> [Records contained in a dataset]

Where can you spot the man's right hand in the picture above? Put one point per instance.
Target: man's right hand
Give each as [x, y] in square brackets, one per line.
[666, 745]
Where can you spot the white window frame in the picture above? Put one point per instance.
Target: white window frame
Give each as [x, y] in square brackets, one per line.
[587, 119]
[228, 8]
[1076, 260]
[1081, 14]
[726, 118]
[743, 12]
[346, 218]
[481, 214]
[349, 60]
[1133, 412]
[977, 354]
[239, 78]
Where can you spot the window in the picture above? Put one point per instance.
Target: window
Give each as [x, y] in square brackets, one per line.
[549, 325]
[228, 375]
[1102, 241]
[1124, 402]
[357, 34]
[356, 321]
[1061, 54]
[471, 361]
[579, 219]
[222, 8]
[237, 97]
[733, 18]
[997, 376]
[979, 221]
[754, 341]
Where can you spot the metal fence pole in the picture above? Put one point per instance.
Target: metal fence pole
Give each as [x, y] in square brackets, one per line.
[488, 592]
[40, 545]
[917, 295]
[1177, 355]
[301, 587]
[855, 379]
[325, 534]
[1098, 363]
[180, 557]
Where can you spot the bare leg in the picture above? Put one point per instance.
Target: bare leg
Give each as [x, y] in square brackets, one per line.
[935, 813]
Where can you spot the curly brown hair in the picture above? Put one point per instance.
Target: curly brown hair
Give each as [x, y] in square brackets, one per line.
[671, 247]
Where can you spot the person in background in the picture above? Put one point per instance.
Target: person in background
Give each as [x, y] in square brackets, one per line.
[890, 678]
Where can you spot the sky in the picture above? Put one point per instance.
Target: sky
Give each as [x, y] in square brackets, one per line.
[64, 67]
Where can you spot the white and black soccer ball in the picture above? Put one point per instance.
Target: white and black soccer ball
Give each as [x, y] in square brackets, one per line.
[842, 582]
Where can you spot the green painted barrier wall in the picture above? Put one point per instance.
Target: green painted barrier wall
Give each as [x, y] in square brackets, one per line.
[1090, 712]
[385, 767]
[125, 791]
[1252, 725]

> [PROBLEM TO WORK ON]
Locate the word "curly" in the entries, and copy every line where it is found.

> [ANSWER TO THIS PROBLEM]
Where can you spot the curly brown hair in the picture above? Put one point per instance.
Target: curly brown hair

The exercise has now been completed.